WHAT YOU WILL DO → Substitute "Points" for every occurrence of "Markers" throughout the material below, leaving all other text untouched.

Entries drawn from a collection
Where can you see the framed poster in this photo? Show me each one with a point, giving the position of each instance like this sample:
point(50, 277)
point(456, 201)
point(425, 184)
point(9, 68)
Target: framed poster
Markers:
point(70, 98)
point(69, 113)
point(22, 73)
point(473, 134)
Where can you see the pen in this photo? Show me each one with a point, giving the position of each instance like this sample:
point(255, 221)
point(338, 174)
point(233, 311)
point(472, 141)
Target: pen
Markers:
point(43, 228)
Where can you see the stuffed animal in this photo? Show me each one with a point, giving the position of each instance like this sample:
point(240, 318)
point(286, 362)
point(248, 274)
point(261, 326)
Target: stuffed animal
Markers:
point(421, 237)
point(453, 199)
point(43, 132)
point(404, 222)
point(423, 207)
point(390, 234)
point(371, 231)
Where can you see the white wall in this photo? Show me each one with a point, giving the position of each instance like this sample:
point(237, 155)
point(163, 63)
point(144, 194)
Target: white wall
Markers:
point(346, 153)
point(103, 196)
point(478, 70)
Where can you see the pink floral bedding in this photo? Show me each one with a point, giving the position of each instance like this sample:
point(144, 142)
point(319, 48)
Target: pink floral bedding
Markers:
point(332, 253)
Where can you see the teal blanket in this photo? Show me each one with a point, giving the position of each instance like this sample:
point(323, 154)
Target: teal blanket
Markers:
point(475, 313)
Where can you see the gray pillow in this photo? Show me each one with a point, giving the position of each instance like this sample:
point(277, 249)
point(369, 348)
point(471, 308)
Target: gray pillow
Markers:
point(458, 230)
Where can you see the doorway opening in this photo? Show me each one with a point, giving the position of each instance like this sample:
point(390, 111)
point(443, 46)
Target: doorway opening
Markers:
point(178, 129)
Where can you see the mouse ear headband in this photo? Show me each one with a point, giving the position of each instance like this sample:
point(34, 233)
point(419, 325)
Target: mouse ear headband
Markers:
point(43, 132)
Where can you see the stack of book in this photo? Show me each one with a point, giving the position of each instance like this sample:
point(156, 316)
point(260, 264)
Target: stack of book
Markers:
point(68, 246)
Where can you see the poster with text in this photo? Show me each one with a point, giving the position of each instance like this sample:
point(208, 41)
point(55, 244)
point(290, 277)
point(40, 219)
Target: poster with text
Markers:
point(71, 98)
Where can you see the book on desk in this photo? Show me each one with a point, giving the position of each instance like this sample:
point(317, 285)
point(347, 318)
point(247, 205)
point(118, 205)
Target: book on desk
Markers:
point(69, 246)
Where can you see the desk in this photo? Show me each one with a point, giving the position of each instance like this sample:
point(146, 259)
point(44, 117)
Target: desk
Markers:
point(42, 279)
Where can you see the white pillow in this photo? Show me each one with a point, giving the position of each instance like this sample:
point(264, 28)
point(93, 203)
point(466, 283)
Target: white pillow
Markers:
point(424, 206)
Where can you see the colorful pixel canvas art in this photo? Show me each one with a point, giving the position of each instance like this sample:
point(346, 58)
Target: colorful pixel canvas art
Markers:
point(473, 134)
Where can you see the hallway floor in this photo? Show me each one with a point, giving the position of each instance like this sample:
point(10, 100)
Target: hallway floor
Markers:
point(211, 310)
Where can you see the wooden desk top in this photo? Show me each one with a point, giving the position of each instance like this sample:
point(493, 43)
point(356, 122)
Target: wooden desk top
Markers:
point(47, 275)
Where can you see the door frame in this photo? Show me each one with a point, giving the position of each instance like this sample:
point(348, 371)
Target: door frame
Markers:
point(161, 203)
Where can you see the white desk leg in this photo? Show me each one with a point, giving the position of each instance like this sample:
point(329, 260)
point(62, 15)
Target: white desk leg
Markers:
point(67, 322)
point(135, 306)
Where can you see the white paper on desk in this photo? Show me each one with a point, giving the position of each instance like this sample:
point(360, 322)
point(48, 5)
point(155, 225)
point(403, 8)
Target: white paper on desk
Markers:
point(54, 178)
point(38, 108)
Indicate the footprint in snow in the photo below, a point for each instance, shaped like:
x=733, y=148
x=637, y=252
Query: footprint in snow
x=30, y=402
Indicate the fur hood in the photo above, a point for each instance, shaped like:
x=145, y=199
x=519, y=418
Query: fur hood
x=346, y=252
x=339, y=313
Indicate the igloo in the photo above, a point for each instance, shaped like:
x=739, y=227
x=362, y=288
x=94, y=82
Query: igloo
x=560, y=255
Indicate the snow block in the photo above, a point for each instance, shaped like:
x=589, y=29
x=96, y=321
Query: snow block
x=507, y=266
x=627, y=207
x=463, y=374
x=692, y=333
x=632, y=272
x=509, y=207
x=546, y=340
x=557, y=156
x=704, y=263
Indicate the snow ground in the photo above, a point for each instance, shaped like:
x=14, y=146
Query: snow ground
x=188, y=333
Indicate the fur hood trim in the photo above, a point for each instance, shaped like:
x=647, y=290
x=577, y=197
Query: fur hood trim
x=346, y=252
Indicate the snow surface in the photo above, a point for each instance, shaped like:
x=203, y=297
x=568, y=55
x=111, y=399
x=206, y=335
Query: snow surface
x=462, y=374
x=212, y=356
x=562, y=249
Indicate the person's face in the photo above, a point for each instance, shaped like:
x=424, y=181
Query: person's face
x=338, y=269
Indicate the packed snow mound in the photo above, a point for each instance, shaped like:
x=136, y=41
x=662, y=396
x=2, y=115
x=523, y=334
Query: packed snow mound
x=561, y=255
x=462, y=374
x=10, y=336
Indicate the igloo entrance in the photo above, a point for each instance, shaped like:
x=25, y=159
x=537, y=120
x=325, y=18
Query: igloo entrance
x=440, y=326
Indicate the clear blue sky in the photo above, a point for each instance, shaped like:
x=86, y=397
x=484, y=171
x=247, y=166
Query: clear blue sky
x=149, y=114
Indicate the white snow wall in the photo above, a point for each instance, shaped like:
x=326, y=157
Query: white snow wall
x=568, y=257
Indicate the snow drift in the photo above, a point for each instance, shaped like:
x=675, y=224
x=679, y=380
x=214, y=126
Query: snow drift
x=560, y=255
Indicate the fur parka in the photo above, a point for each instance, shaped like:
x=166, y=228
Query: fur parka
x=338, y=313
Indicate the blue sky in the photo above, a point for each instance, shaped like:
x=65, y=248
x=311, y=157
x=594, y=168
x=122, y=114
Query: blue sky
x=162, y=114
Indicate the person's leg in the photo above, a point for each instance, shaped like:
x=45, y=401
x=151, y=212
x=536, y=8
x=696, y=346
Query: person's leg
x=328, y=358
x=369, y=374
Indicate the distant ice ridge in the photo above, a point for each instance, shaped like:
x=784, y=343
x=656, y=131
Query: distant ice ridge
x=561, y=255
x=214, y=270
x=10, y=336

COMPLETE ANSWER →
Where can you see the framed poster in this photo? Show me each one with a point, giving the position of each instance like this sample:
point(50, 277)
point(456, 201)
point(425, 184)
point(9, 68)
Target: framed poster
Points:
point(70, 98)
point(69, 113)
point(22, 73)
point(473, 134)
Where can you see the pen in this photo? Show me each one with a point, giving the position of each instance like this sample:
point(255, 221)
point(338, 174)
point(233, 311)
point(472, 141)
Target: pen
Points:
point(43, 228)
Where can you see the stuffed animal in this photo? Show me each one with a point, giving the position of each instance like this sample:
point(240, 318)
point(286, 362)
point(248, 274)
point(261, 326)
Target: stuffed animal
Points:
point(421, 237)
point(453, 199)
point(43, 132)
point(404, 222)
point(423, 207)
point(390, 234)
point(371, 231)
Where can you see the white wall in this photo? Show me each one with a point, giving the position of each instance like this sample:
point(237, 155)
point(163, 63)
point(144, 194)
Target: white wall
Points:
point(346, 153)
point(103, 196)
point(478, 70)
Where can you see the pink floral bedding in this photo? Show me each one with a point, giving the position of each instance like this sample:
point(144, 142)
point(319, 48)
Target: pink floral bedding
Points:
point(332, 253)
Where can you see the teal blanket in this photo? Show me each one with a point, giving the position of each instance like this sample:
point(323, 154)
Target: teal blanket
Points:
point(475, 313)
Where can you see the gray pillow in this photo? Show me each one with a point, giving the position of each instance like this sample:
point(277, 249)
point(369, 348)
point(471, 308)
Target: gray pillow
Points:
point(458, 230)
Where can you see the doorway opening in this photo? Show me each one with a point, giving the position of each instance like this sample:
point(390, 111)
point(443, 46)
Target: doorway opening
Points:
point(178, 129)
Where can you see the mouse ear headband in this photo? Show me each one with a point, giving the position of each instance like this sample:
point(34, 233)
point(419, 325)
Target: mouse ear headband
Points:
point(43, 132)
Where can you see the stack of book in this photo? Show me each one with a point, giving the position of each instance like this sample:
point(156, 316)
point(260, 264)
Target: stack of book
Points:
point(68, 246)
Where can you see the poster with text in this photo? Show me each one with a point, giving the position of each instance like this sample:
point(208, 41)
point(55, 244)
point(290, 277)
point(40, 219)
Target: poster with text
Points:
point(71, 98)
Where can you see the book on desk in this photo? Show me each one with a point, giving the position of each instance like this sample:
point(317, 285)
point(347, 318)
point(247, 205)
point(118, 205)
Target: book on desk
Points:
point(69, 246)
Where can you see the desk in this photo? Show me each one with a point, giving the position of each instance like this sample:
point(146, 259)
point(44, 117)
Target: desk
Points:
point(42, 279)
Where can you see the white pillow in this photo? Show me each one with a point, giving the position of each instance like this sample:
point(264, 28)
point(93, 203)
point(466, 283)
Target: white pillow
Points:
point(424, 206)
Where can you see the colorful pixel canvas art in this photo? Show me each one with a point, giving the position of each instance like this sample:
point(346, 58)
Target: colorful pixel canvas art
Points:
point(473, 134)
Where can you see the hallway floor in this photo? Show me each one with a point, giving the position of each instance like this sample:
point(10, 100)
Target: hallway floor
Points:
point(211, 310)
Where can you see the wooden desk top in this photo? Show me each one with a point, giving the position of each instance like this sample:
point(493, 43)
point(356, 122)
Target: wooden desk top
Points:
point(47, 275)
Where can you see the door frame in this photo? Show me each one with a point, giving the position of each instance like this sample:
point(348, 371)
Target: door frame
Points:
point(161, 203)
Where can you see the white desk leg in this photo? Show me each one with a point, giving the position of each instance like this sample:
point(329, 260)
point(62, 15)
Target: white desk leg
Points:
point(67, 322)
point(135, 306)
Where can you see the white paper on desk in this photo? Show me each one with a point, giving the position of each instance like this sample:
point(360, 322)
point(48, 5)
point(155, 225)
point(403, 8)
Target: white paper on desk
Points:
point(54, 178)
point(38, 108)
Indicate the footprint in snow in the photo below, a point for each instance, shaped like:
x=733, y=148
x=637, y=252
Query: footprint in snow
x=30, y=402
Indicate the fur hood in the photo above, a point for each instance, shaped like:
x=145, y=199
x=519, y=418
Query: fur hood
x=346, y=252
x=339, y=313
Indicate the igloo in the photo above, a point for each instance, shaped like:
x=739, y=227
x=362, y=288
x=94, y=82
Query: igloo
x=560, y=255
Indicate the snow block in the photo above, a point for each instance, shaped like:
x=589, y=29
x=96, y=321
Query: snow block
x=507, y=266
x=627, y=207
x=463, y=374
x=692, y=333
x=632, y=272
x=509, y=207
x=546, y=340
x=557, y=156
x=704, y=263
Indicate the snow ground in the photo above, a point for each instance, shaped like:
x=14, y=146
Query: snow ground
x=188, y=333
Indicate the fur hood trim in the photo above, a point for each instance, shaped like:
x=647, y=290
x=577, y=197
Query: fur hood trim
x=346, y=252
Indicate the snow surface in the photo above, a point for each instance, shaped like:
x=203, y=297
x=568, y=55
x=111, y=399
x=206, y=335
Query: snow surface
x=462, y=374
x=212, y=356
x=562, y=249
Indicate the person's face in the photo above, a point for each instance, shaped like:
x=424, y=181
Query: person's face
x=338, y=269
Indicate the packed snow mound in the photo above, a point for each instance, shaped like:
x=136, y=41
x=662, y=396
x=2, y=115
x=523, y=334
Query: packed snow mound
x=561, y=255
x=462, y=374
x=10, y=336
Indicate the igloo entrance in the photo above, a point for each instance, shaped like:
x=25, y=159
x=537, y=120
x=325, y=18
Query: igloo entrance
x=440, y=326
Indicate the clear blue sky in the photo above, a point for each instance, shaped like:
x=86, y=397
x=484, y=171
x=247, y=166
Query: clear blue sky
x=149, y=114
Indicate the white snow wall in the photo above, a point for each instance, shaped like:
x=326, y=157
Query: white snow wall
x=568, y=257
Indicate the snow drift in the photo above, a point for each instance, shaped like:
x=675, y=224
x=679, y=380
x=214, y=126
Query: snow drift
x=560, y=255
Indicate the fur parka in the photo above, a point for each instance, shaped like:
x=166, y=228
Query: fur parka
x=338, y=313
Indicate the blue sky in the photo above, a point for each instance, shaped like:
x=65, y=248
x=311, y=157
x=594, y=168
x=122, y=114
Query: blue sky
x=162, y=114
Indicate the person's leg in the photo above, a point for each instance, shaped like:
x=45, y=401
x=151, y=212
x=536, y=8
x=696, y=346
Query: person's leg
x=328, y=358
x=369, y=374
Indicate the distant ice ridge in the photo above, a point for each instance, shaped like:
x=784, y=343
x=656, y=131
Query: distant ice ridge
x=561, y=255
x=214, y=270
x=10, y=336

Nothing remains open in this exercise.